- Required action: In the data below, repeat the line containing "Target: duck's body" and every following line exactly, up to and including the last line. Exclude pictures.

::: Dataset extract :::

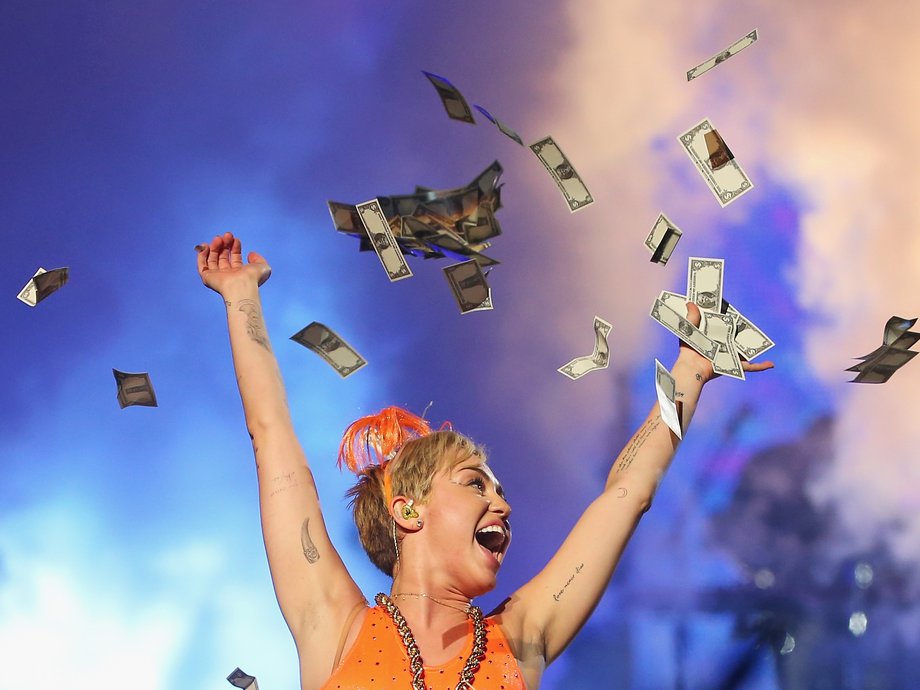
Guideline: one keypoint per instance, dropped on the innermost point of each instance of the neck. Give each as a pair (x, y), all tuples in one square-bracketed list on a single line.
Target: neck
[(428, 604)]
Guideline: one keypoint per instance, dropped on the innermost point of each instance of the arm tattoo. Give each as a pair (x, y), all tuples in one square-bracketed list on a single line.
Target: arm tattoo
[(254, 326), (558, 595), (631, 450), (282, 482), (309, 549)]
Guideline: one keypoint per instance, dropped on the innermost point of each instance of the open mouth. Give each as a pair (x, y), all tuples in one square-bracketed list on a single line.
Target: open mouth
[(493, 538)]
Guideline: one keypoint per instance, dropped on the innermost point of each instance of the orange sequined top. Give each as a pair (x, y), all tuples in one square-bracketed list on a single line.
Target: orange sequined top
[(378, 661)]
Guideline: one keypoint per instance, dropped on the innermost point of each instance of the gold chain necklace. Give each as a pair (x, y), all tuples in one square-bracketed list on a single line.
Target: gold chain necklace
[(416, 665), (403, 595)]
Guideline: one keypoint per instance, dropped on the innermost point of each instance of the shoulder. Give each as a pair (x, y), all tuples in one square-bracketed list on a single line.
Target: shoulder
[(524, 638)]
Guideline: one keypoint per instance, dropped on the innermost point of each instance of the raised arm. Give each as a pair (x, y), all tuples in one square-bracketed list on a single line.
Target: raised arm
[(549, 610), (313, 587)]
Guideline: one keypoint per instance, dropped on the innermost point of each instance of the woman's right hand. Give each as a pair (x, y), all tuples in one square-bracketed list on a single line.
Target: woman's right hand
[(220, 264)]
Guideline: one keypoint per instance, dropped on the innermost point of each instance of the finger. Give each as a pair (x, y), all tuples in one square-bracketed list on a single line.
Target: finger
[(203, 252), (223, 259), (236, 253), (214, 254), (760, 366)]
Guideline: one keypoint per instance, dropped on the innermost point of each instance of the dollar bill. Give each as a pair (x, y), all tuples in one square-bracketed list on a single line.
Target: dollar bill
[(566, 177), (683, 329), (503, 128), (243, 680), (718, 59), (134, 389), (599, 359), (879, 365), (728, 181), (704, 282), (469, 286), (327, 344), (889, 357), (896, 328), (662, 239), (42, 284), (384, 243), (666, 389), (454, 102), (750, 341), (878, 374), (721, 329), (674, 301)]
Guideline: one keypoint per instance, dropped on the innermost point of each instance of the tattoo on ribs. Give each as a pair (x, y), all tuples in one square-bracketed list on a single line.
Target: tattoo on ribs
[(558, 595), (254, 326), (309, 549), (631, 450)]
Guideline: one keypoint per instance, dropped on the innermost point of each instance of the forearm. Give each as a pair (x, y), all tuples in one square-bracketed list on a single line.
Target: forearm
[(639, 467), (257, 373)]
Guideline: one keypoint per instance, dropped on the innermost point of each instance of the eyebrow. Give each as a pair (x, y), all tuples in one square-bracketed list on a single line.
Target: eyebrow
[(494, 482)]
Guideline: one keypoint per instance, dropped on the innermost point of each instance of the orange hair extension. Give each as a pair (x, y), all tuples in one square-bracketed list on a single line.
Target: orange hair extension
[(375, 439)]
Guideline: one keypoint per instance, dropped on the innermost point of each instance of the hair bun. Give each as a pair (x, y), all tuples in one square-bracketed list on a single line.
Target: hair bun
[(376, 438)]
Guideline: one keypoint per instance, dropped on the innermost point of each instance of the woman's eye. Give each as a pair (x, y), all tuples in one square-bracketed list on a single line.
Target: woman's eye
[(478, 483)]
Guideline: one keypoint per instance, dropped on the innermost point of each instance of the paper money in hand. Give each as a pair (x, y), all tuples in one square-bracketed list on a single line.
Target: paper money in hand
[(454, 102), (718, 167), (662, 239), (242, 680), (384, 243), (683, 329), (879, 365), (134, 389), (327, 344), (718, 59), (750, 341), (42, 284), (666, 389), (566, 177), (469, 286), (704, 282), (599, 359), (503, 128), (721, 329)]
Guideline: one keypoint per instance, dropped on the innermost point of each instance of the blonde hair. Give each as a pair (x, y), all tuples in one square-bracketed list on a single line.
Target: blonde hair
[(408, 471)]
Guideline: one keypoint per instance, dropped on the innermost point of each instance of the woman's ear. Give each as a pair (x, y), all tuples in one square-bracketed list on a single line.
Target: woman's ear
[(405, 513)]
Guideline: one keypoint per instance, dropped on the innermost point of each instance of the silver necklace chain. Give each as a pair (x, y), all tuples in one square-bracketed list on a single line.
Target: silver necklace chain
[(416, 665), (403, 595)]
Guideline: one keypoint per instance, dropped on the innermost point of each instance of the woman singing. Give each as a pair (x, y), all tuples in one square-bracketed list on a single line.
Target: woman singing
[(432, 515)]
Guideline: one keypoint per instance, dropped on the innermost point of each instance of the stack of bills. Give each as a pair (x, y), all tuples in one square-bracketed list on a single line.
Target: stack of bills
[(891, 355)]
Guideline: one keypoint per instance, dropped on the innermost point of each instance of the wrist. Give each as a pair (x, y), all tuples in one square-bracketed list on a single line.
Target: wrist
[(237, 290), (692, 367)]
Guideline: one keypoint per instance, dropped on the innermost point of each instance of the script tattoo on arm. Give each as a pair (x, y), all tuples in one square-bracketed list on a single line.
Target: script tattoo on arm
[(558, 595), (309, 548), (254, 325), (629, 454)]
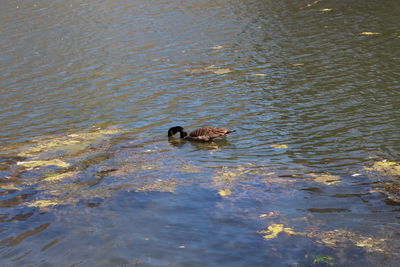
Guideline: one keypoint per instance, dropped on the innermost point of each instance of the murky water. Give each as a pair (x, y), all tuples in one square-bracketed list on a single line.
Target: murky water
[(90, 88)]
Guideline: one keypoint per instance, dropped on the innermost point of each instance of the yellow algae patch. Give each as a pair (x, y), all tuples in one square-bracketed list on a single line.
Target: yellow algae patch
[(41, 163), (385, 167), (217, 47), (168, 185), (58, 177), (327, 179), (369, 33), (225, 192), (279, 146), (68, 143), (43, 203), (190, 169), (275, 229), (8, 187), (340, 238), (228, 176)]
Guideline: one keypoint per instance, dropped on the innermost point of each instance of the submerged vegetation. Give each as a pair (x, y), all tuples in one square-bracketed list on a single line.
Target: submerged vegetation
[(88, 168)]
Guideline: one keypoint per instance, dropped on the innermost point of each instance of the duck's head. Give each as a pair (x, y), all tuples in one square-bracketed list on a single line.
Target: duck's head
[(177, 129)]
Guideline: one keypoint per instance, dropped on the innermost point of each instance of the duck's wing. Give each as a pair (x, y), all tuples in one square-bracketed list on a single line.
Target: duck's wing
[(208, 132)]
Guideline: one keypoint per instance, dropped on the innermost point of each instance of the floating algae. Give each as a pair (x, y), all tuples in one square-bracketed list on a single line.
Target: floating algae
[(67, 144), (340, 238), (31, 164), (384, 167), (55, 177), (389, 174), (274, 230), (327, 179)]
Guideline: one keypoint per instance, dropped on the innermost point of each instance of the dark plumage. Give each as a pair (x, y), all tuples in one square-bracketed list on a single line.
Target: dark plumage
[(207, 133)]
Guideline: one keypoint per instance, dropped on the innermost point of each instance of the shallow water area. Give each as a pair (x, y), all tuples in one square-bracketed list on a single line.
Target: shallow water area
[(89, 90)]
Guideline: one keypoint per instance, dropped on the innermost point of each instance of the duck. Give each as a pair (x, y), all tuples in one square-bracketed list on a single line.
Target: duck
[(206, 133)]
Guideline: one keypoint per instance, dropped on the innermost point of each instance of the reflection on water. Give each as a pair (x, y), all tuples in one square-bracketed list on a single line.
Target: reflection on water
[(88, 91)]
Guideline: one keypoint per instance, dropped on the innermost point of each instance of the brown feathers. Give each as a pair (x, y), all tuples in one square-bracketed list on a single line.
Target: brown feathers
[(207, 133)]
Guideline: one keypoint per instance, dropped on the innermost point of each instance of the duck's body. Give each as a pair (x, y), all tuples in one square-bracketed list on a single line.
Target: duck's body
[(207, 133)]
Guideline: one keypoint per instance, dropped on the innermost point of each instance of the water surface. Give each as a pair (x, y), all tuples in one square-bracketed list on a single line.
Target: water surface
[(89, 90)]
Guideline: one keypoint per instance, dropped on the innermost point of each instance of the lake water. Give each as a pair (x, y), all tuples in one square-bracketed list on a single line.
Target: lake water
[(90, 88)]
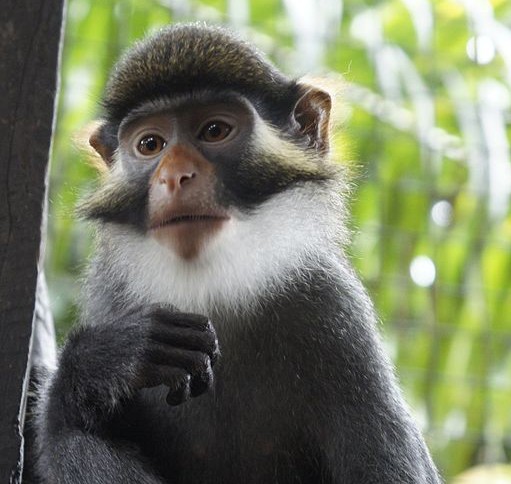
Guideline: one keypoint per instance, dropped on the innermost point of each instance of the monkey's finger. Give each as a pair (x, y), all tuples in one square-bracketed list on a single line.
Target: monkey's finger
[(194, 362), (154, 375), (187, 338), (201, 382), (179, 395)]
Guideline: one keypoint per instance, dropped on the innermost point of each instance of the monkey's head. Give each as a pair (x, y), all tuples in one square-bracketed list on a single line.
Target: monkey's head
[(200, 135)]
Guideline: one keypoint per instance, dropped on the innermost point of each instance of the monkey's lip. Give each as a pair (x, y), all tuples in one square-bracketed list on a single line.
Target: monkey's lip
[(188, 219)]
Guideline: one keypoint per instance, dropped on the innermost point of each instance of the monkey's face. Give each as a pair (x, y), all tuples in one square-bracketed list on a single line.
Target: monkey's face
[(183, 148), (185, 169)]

:::

- Completed task:
Target: duck's body
[(207, 133)]
Guideline: one keypoint per instance, dropped on the innermost point of each instance of the water surface. Give each as a pair (x, y), all tuples in one square-bracketed list on a single line.
Target: water surface
[(89, 90)]
Guideline: one keypoint per instance, dropped on the innermost point of each instance of the lake water. Give each as a pair (x, y), all tuples in one square-bracketed list on a single line.
Target: lake water
[(90, 88)]
Guideline: one keypoint per instance, dropped on the innermost point of each instance of the monkey's finger. Give each as a pair (x, y), all tuples in one square-bracketed list on a single line.
Target: monkey's finger
[(194, 362), (154, 375), (187, 338), (201, 382), (179, 395)]
Guideline: one keypoint per instance, dropped on the innermost point of each instance of the monkey's head. Give each as a pair (x, y), all tuples in one square-bracketed list on a single line.
Target: monkey's head
[(200, 135)]
Guideline: one keypoint per instance, dropped on the innermost point of each instance of the monkey's lip. Give each as a pair (x, y), all tuples in one square-bracketed list on a single line.
Target: monkey's lip
[(188, 219)]
Guideline: one keypoint per instance, dropped on the innermost point of each instance of the monkey's face. Give each as a pair (x, y), all tuples in one square-bracketed list on a single line.
Target: monkey's face
[(183, 148), (185, 169)]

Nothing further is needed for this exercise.